[Working data — start]
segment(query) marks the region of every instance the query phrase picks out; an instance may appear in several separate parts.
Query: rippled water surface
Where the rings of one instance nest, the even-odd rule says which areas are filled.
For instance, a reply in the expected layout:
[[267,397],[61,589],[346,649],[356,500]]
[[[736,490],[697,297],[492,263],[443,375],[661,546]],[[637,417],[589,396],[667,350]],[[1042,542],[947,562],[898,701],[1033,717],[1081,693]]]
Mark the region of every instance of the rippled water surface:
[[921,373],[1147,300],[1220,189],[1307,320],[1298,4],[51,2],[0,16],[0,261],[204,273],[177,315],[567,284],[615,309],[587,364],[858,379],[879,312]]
[Working data — finish]
> Problem requirements
Please give an exact copy of every entry.

> Task answer
segment(query) marks the region of every instance the query phrase picks out; an instance may appear in several separate parts.
Query: rippled water surface
Where the rings of one instance nest, the even-odd rule says which areas are filled.
For instance, a reply in the expected layout:
[[267,397],[61,589],[346,649],[356,500]]
[[[736,490],[697,297],[492,263],[443,375],[661,546]],[[637,417],[589,396],[667,350]],[[1042,542],[947,562],[898,701],[1033,717],[1081,693]]]
Mark the region of every instance of the rippled water surface:
[[921,373],[1147,300],[1220,189],[1307,320],[1298,4],[51,2],[0,16],[0,261],[204,273],[177,315],[567,284],[615,309],[587,364],[858,379],[879,312]]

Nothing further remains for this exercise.